---------- DATA LINES
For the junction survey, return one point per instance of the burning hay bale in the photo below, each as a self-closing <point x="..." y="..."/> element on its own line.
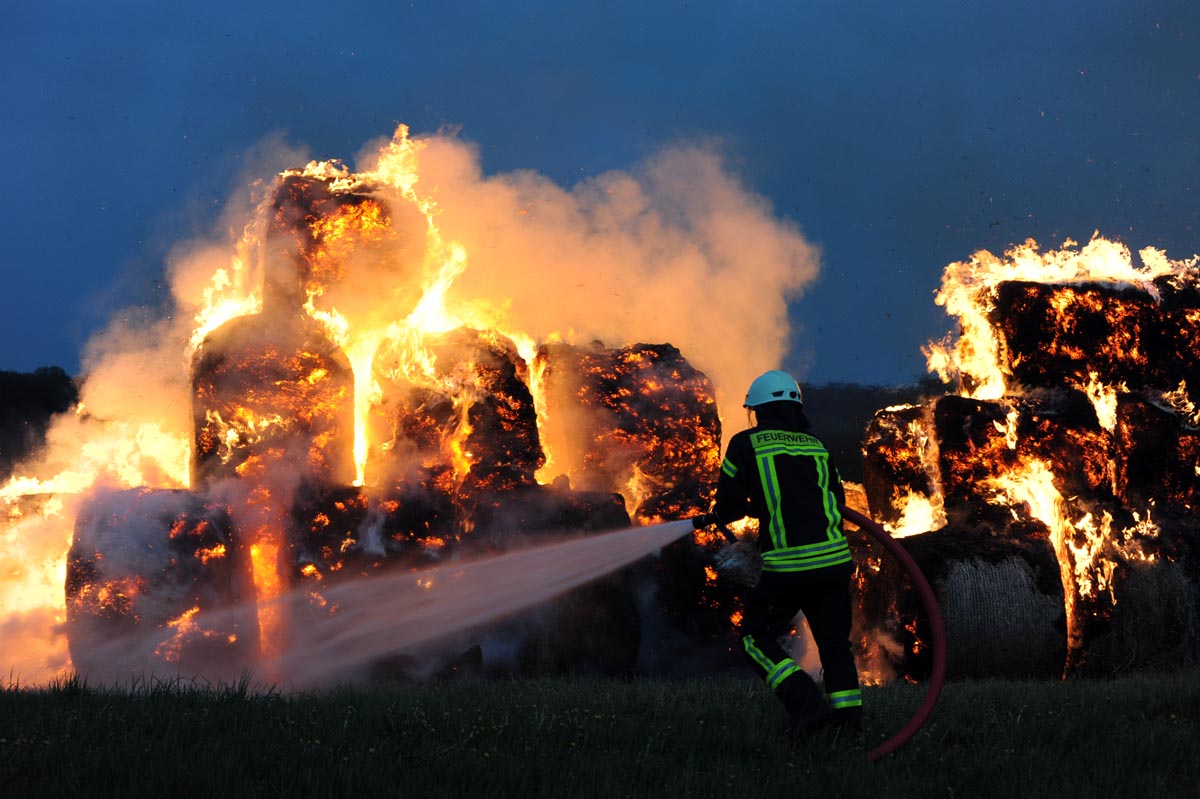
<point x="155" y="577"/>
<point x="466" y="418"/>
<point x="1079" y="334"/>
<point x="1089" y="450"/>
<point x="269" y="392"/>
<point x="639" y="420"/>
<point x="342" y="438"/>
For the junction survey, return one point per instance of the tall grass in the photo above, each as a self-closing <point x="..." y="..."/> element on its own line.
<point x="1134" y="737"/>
--------------------
§ THE REQUEST
Convert the items above into a Markdown table with the columns "Row" and "Line," numbering each line in order and omitting blank lines and the pictures.

§ OUTPUT OF THE TASK
| Row | Line |
|---|---|
| 1 | For the junction survey, return one point per instance of the burning hay bale in the photo below, each as a self-closing <point x="..." y="..."/> element on its own line. |
| 2 | <point x="155" y="577"/> |
| 3 | <point x="466" y="418"/> |
| 4 | <point x="1079" y="334"/> |
| 5 | <point x="1089" y="450"/> |
| 6 | <point x="269" y="392"/> |
| 7 | <point x="639" y="420"/> |
| 8 | <point x="342" y="438"/> |
| 9 | For the junction survey, return one point per instance of the tall grass in the photo above, each as a self-closing <point x="..." y="..."/> element on its own line. |
| 10 | <point x="1134" y="737"/> |